§ **Source text**
==============================

Yes, this accords with my understanding of the system.  There are a couple of ways of looking at it but the "larger final exit tax bill" is possible but unlikely from what I can see.  The problem is that while the nominal value of the tax take will be more or less the same, the _present value_ of the take increases considerably which damages your returns and the longer the investment period the more the damage.

Hi capall.


			
				capall said:
			
		

> Your calculations and assumptions are a bit off the wall.


Is "off the wall" the same as wrong or incorrect?  If so which of the three stated assumptions are incorrect?

If one or more of them is incorrect, then of course my calculations will be wrong.  However, I'm pretty confident in my abilities to translate assumptions like the above into Excel models.  And I'm pretty confident that the figures I gave above are correct given these assumptions.

To be honest, the history of our tax system is of marginal interest.  Like most savers, my interest is in maximising my returns given the current tax rules.  I want to ensure my assumptions are correct so I can make rational choices, hence my interest in your "off the wall" judgement.


----------



## F. Kruger (8 Aug 2007)

I received an updated Quotations Disc from one of the Life Companies this morning which 'reflect these legistlative changes' i.e. deemed disposal.

I compared, on a like for like basis, an investment of €100K on the old and new quotation software.

Projected values at 6% after payment of tax for years 1 and 5 are identical.

At year 10 there is a difference in values of €752 in favour of the old regime  and at year 20 the difference is €7,541.

Remember, this is just one companies software. When I receive other discs I will do a similar comparison.

It looks like a B&B every 8 years may be in order.


----------



## jpd (8 Aug 2007)

The following example shows how the tax is calculated and the effect on a subsequent encashment

Investment €10,000 on 01/01/2002
No encashments before 01/01/2010 (8th anniversary)

Policy value at 01/01/20010 € 18,000
Deemed enchashment with gain of € 8,000
Tax due at 23% = €1,840 is deducted from fund and paid to revenue.

Full encashment of fund on 01/01/2012
Fund value €22,000

First fund value is increased by previous tax deducted = €23,840
Gain = €13,840
Tax at 23%= €3,183
less tax already paid -€1,840
gives tax due on full encashment = €1,343

As you can see this is going to be quite complicated, especially where there are purchases and sales in the period prior to the 8 years !!!


----------



## capall (8 Aug 2007)

DARAG

Apologies,your analysis isn't off the wall ,I just disagree with the emphasis you are putting on this.

==============================

§ **Records supplied**
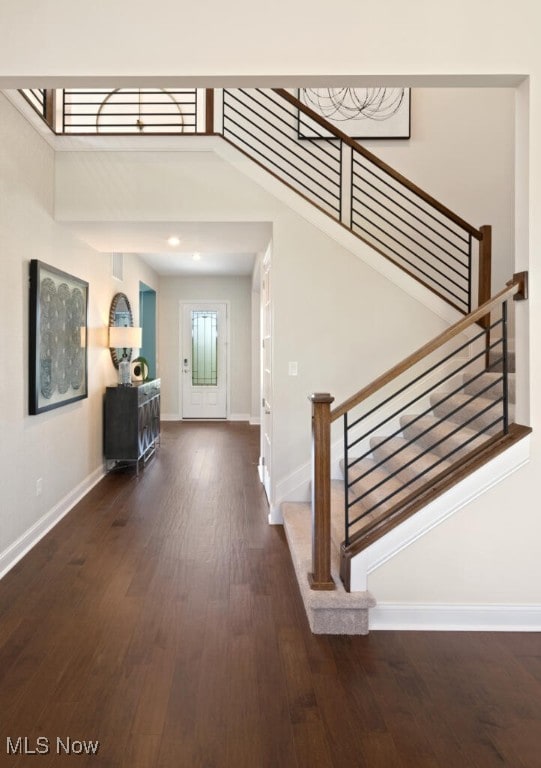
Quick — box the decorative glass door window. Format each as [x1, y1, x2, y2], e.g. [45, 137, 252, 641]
[192, 309, 218, 387]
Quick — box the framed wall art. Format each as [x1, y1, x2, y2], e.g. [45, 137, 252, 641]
[29, 259, 88, 414]
[298, 88, 411, 139]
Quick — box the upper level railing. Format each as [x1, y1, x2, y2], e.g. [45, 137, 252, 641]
[311, 273, 527, 589]
[17, 88, 491, 314]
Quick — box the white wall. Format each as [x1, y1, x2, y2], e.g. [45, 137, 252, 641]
[0, 95, 155, 573]
[159, 277, 252, 420]
[0, 0, 541, 616]
[362, 88, 515, 292]
[56, 151, 452, 510]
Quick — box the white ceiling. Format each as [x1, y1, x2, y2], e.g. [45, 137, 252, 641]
[66, 221, 272, 275]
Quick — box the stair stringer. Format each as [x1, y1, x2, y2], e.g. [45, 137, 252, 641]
[213, 136, 475, 325]
[351, 435, 530, 599]
[269, 348, 470, 525]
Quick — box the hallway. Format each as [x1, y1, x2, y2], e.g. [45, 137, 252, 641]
[0, 422, 541, 768]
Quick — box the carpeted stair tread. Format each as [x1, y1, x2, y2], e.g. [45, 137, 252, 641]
[400, 414, 487, 461]
[430, 392, 501, 435]
[462, 371, 516, 403]
[370, 435, 451, 484]
[488, 345, 516, 373]
[340, 458, 410, 540]
[282, 502, 375, 635]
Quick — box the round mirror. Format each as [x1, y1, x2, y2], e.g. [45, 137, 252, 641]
[109, 293, 133, 368]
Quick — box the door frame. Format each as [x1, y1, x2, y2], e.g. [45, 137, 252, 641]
[177, 299, 231, 421]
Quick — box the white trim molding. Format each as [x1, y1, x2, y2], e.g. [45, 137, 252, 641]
[369, 603, 541, 632]
[0, 467, 105, 579]
[351, 435, 530, 600]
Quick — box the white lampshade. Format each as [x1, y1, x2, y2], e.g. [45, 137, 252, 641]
[109, 325, 143, 349]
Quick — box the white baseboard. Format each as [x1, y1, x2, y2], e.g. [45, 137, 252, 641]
[351, 435, 530, 600]
[229, 413, 250, 421]
[0, 467, 105, 579]
[369, 603, 541, 632]
[268, 504, 284, 525]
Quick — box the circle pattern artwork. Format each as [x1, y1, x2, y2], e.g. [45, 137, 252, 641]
[39, 277, 86, 400]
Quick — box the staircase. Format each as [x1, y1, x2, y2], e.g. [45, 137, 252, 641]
[20, 88, 529, 634]
[283, 274, 530, 634]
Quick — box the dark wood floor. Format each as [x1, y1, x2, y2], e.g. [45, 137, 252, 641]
[0, 423, 541, 768]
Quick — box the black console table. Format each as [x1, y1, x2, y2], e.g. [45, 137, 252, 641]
[104, 379, 160, 472]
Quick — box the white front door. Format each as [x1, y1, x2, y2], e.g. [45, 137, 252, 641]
[180, 302, 227, 419]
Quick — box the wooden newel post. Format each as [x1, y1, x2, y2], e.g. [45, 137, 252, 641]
[477, 224, 492, 328]
[308, 393, 336, 589]
[205, 88, 214, 136]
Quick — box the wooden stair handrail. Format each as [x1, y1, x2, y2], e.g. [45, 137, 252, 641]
[330, 272, 527, 421]
[272, 88, 483, 241]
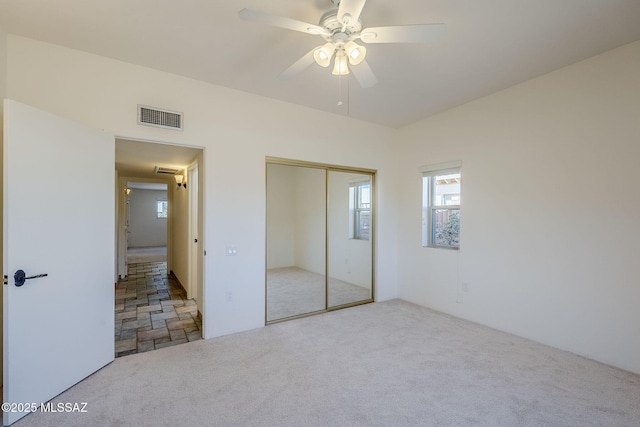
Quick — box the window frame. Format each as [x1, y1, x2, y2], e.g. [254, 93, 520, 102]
[156, 199, 169, 219]
[420, 162, 462, 250]
[349, 181, 372, 240]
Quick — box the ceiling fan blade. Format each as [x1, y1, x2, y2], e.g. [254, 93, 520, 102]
[350, 61, 378, 89]
[360, 24, 447, 43]
[278, 47, 317, 80]
[338, 0, 367, 25]
[238, 9, 325, 35]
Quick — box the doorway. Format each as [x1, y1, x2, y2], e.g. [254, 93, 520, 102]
[265, 158, 375, 323]
[115, 138, 204, 357]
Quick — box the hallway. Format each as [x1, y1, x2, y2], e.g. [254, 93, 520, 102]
[115, 262, 202, 357]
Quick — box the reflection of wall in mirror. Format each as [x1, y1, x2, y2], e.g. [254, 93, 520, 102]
[327, 171, 372, 289]
[267, 164, 326, 275]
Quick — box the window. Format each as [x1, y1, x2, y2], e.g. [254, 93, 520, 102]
[349, 182, 371, 240]
[157, 200, 169, 218]
[422, 162, 461, 249]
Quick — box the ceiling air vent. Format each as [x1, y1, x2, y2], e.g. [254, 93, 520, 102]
[138, 105, 182, 130]
[153, 166, 182, 175]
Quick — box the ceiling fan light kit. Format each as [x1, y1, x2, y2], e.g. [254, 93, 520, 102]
[238, 0, 445, 88]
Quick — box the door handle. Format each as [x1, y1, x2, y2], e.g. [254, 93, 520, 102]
[13, 270, 48, 287]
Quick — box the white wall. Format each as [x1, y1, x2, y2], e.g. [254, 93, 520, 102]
[397, 42, 640, 372]
[7, 35, 397, 338]
[293, 167, 327, 275]
[0, 28, 7, 390]
[128, 188, 168, 249]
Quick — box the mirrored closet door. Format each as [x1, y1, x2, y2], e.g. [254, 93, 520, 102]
[266, 159, 374, 323]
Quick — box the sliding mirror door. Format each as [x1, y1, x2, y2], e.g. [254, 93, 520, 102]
[327, 170, 373, 308]
[266, 163, 327, 322]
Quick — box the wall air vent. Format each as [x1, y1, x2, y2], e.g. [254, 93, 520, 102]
[138, 105, 183, 130]
[153, 166, 182, 175]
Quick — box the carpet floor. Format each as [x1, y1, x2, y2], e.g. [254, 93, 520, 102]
[267, 267, 371, 321]
[15, 300, 640, 427]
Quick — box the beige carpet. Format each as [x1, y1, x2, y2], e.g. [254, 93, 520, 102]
[10, 300, 640, 427]
[127, 246, 167, 264]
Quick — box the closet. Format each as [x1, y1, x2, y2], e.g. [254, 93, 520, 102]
[266, 158, 375, 323]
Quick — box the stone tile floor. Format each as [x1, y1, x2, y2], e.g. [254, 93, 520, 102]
[115, 262, 202, 357]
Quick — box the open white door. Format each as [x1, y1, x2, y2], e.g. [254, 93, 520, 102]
[3, 100, 115, 425]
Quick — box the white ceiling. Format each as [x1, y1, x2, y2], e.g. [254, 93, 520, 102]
[0, 0, 640, 127]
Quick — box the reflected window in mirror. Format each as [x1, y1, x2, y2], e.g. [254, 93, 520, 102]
[349, 181, 371, 240]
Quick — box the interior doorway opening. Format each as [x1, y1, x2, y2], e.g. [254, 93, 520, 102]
[114, 138, 204, 357]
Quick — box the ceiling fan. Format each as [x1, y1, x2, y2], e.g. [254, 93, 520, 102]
[238, 0, 445, 88]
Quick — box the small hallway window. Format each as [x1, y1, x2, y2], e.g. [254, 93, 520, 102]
[349, 182, 371, 240]
[421, 162, 462, 249]
[158, 200, 169, 218]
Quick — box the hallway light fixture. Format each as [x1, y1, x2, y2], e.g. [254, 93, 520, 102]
[173, 175, 187, 188]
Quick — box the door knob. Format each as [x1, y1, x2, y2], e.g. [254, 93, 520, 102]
[13, 270, 48, 287]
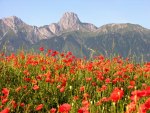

==============================

§ **Set problem A**
In the forum thread, what difference in value at year 20 did the comparison of the old and new quotation software show?
§ **Set problem B**
From the listing, copy out verbatim the lines running from the line with "Quick — box the carpet floor." up to and including the line with "[0, 0, 640, 127]".
The forum thread and the listing have nothing to do with each other.

§ **Complete response A**
€7,541 in favor of the old regime.

§ **Complete response B**
Quick — box the carpet floor. Format each as [x1, y1, x2, y2], e.g. [254, 93, 520, 102]
[267, 267, 371, 321]
[15, 300, 640, 427]
Quick — box the beige carpet. Format each as [x1, y1, x2, y2], e.g. [254, 93, 520, 102]
[10, 300, 640, 427]
[127, 246, 167, 264]
Quick — box the closet. Format each as [x1, y1, x2, y2], e.g. [254, 93, 520, 102]
[266, 158, 375, 323]
Quick — box the stone tile floor. Format each as [x1, y1, x2, y2], e.g. [254, 93, 520, 102]
[115, 262, 202, 357]
Quick — box the open white door. Format each as [x1, y1, x2, y2], e.g. [254, 93, 520, 102]
[3, 100, 115, 425]
Quick — box the white ceiling. Format each as [x1, y1, x2, y2], e.g. [254, 93, 520, 102]
[0, 0, 640, 127]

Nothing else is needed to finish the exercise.